**Assignment:**
All lines below containing the string "hair" are to be copied.

**Dataset extract:**
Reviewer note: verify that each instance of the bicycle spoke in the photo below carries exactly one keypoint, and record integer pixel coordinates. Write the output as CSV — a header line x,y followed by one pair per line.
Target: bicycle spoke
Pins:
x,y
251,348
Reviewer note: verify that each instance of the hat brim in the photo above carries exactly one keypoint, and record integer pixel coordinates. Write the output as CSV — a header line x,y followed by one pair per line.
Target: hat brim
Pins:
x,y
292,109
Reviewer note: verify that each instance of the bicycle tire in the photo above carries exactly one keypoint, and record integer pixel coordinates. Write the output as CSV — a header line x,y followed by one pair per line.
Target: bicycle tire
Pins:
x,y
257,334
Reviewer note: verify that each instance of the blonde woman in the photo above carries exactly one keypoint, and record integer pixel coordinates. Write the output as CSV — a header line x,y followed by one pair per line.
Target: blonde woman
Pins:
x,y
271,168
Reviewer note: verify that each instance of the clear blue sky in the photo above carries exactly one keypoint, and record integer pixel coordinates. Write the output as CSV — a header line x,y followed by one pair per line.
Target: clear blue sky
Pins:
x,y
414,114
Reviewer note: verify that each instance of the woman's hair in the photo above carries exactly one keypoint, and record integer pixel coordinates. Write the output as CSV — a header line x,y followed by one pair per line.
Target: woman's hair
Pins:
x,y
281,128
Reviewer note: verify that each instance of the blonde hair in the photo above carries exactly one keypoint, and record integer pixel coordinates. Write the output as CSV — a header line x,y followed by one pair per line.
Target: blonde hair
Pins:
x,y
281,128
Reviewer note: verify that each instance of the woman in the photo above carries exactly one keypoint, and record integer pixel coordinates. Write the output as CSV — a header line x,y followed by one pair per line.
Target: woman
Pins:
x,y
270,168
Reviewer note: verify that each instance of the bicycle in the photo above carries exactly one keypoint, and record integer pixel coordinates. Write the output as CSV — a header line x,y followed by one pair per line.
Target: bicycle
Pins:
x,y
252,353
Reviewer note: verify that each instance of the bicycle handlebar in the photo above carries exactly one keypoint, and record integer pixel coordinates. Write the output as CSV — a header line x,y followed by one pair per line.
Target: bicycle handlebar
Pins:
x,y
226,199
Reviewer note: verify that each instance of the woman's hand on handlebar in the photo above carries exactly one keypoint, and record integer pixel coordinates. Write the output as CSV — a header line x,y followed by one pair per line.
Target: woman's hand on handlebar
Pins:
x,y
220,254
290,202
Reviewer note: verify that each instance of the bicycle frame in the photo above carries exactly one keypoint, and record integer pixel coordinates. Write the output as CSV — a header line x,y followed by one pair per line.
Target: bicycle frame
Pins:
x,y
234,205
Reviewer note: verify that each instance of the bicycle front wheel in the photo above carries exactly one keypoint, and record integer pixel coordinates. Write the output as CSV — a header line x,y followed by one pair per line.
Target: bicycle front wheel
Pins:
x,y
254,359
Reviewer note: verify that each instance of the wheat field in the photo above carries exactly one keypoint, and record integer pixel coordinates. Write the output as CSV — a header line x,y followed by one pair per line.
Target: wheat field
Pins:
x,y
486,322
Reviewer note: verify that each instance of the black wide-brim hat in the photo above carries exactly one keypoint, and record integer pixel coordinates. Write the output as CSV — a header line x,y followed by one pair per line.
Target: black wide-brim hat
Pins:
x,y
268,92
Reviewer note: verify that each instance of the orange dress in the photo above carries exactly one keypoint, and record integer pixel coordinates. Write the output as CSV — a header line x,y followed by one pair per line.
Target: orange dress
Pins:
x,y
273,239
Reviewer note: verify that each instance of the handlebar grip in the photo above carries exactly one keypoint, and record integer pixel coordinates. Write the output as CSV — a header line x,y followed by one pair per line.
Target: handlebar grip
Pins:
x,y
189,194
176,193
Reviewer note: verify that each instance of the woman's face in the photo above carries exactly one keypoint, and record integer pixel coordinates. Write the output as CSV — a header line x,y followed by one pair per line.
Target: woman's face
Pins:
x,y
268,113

**Response box:**
Reviewer note: verify that each instance of the woman's hair in the photo above carries exactly one keypoint, and record integer pixel coordinates. Write the output as CSV — a header line x,y followed by one pair per line.
Target: woman's hair
Reviewer note: verify that each instance of the blonde hair in the photo above carries exactly one keypoint, and record integer pixel coordinates. Write the output as CSV — a header line x,y followed by one pair per line.
Target: blonde hair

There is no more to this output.